▸ Given text
[Start of section]
One possible explanation is that direct-to-consumer advertising for drugs — allowed only in the United States and New Zealand — has increased people’s expectations of the benefits of drugs, creating stronger placebo effects. But Mogil’s results hint at another factor. “Our data suggest that the longer a trial is and the bigger a trial is, the bigger the placebo is going to be,” he says.

Longer, bigger US trials probably cost more, and the glamour and gloss of their presentation might indirectly enhance patients’ expectations, Mogil speculates. Some larger US trials also use contract research organizations that can employ nurses who are dedicated to the trial patients, he adds — giving patients a very different experience compared to those who take part in a small trial run by an academic lab, for instance, where research nurses may have many other responsibilities.

So good old glamor and gloss—American specialties, for sure—could be making anything in the shape of a pill more effective. On the other hand, the paper itself suggests a more prosaic possibility:

Our study results are of course potentially influenced by trends in study quality and/or publication bias….In the past, small studies were conducted. If they had a large placebo response, they did not show a positive treatment advantage and therefore they were not published. In contemporary U.S. studies, trials are typically large enough to detect positive treatment advantage despite large placebo responses, and therefore reported placebo responses appear to have increased.
[End of section]
▸ What is needed
Using the passage on placebo effects, explain in one to three sentences why reported placebo responses in U.S. studies seem to have increased under the publication-bias possibility.

▸ Dataset section
[Start of section]
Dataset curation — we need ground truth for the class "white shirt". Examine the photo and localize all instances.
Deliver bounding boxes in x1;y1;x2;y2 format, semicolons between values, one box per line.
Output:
[End of section]
▸ Expected answer
In the past, small studies with a large placebo response showed no positive treatment advantage, so they went unpublished. Contemporary U.S. trials are typically large enough to detect a positive treatment advantage despite large placebo responses. As a result, those studies get reported, and placebo responses appear to have increased.